++++ Text to read ++++

Jimmy Fallon Monologue 7.29.13

Welcome to Late Night with Jimmy Fallon! Here's what people are talking about. Anthony Weiner - it's been a rough week for that guy. And get this - his campaign manager in the race for mayor just quit because of Weiner's newest scandal. And it's tough finding a replacement, cuz every time he e-mails someone, they're like, "I'm not opening that."

Yeah, this new sexting Scandal was too much, so his campaign manager called it quits. Weiner was like, "What kind of person quits cuz of something like that?" Then voters said, "Ideally? You."

Let's see what's going on in Washington. Hillary Clinton made a trip back to DC today and actually went back to the White House to have lunch with President Obama...and to uh, you know, measure the drapes.

Actually, NBC just announced that it's coming out with a four-hour miniseries about Hillary Clinton, starring Diane Lane as Hillary. Or as one guy put it, (CLINTON) "Can I play myself?"

Uh, you guys may have heard, but last week the Royal Baby was born. Yeah, Royal Baby Fever is dying down a bit, but it's still a pretty big deal the Royal family. They're very excited. In fact, Prince Harry said he plans to teach his new nephew how to have fun. Which is why William and Kate just put the baby in the Witness Protection Program.

Speaking of kids. This is interesting. I just read that 25 percent of toddlers in America know how to use an iPad. While 100% percent of toddlers in China know how to make one.

This isn't good. There's talk that HBO is actually running out of story ideas for "Game of Thrones" because author George R.R. Martin hasn't finished the final two books in the series. That's when you know books are hurting - when even the guy WRITING them is like, "Ahh, I'll just watch the TV show."

++++ Stored rows ++++

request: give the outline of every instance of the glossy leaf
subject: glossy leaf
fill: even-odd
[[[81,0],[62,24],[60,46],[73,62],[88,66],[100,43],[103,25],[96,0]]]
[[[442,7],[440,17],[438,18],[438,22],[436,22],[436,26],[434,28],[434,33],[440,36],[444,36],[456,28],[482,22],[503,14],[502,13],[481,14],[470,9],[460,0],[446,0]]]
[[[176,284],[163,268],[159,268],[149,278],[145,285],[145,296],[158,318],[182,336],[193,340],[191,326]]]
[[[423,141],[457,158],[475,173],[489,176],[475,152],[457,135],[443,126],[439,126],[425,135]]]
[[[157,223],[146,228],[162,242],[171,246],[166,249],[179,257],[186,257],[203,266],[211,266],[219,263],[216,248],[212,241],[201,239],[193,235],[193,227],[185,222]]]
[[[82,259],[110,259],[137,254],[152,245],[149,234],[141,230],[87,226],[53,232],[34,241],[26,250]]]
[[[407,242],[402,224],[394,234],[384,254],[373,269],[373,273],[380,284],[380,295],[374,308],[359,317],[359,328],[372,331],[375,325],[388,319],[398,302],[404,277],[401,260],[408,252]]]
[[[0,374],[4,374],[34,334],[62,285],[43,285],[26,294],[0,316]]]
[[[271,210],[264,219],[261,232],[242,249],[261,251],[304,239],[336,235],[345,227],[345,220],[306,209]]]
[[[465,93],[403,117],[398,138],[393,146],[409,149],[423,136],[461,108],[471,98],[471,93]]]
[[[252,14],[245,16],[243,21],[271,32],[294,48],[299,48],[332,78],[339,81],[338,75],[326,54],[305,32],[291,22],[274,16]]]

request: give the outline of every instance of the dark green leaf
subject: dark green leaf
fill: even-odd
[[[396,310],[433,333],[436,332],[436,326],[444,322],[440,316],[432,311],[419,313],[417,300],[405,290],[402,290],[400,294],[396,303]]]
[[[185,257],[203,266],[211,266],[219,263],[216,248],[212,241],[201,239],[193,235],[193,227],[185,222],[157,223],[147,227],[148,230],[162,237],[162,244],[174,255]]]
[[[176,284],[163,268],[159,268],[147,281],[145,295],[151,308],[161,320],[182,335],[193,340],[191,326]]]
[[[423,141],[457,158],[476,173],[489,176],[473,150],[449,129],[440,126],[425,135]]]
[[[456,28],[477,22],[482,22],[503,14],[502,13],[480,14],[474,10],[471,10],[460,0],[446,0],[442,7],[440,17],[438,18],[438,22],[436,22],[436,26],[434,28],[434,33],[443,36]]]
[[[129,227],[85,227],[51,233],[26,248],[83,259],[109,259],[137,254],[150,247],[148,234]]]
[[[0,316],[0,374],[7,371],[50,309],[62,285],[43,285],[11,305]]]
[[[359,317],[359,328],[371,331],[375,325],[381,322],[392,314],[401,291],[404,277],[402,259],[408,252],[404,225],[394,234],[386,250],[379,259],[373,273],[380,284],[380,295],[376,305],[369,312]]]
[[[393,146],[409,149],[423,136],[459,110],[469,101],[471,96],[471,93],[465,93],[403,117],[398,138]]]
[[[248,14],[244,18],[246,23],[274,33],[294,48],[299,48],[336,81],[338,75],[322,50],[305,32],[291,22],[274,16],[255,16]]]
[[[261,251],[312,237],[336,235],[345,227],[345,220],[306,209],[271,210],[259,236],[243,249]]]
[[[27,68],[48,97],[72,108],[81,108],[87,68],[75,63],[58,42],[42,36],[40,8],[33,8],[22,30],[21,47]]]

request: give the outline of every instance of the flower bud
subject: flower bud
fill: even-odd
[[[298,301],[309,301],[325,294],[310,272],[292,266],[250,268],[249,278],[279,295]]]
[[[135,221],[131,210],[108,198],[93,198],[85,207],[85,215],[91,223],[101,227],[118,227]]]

++++

● Jobs:
- A) In the Jimmy Fallon monologue, which actress is set to play Hillary Clinton in NBC's four-hour miniseries?
- B) Resume the Jimmy Fallon monologue after its final joke, about "Game of Thrones," and write a few more jokes in the same style.

● Solved tasks:
- A) Diane Lane

- B)
And finally, I heard that Great Britain is planning to add a picture of Jane Austen to their currency. Americans were like, "Huh, I wonder when a woman will be on OUR currency." Then Hillary was like, "Soon."

Jimmy Fallon Monologue 7.30.13

Welcome to Late Night with Jimmy Fallon! Here's what people are talking about. Anthony Weiner - everyone's got Weiner on the brain. Things are not getting any easier for that guy. In fact, it just came out that Weiner has fallen to fourth place in the Democratic race for New York City mayor. Even worse, third place is a write-in candidate, "Anyone else but Weiner."

Yeah, everybody's weighing in on this. Yesterday on FOX News, Donald Trump said that there is something "mentally wrong" with Anthony Weiner. He said, "That guy is dangerous, unstable, and disgusting...so look for him next season on Celebrity Apprentice."

And get this. Even former New York Governor Eliot Spitzer, who knows his way around a good scandal, even Spitzer said that Weiner should drop out. Seriously? Isn't Spitzer also trying to get elected himself as comptroller? If I were him I'd be begging Weiner to STAY in the race. It's like when you got an F in school, but then your sister was caught smoking. How dare she.

As if that weren't enough. Bill Clinton is piling on, saying Wiener should drop out. At this point, Weiner's gonna get a call that's like, (SCHWARZENEGGER) "What are you doing, Weiner?! There's no way you can win!! You must drop out NOW!"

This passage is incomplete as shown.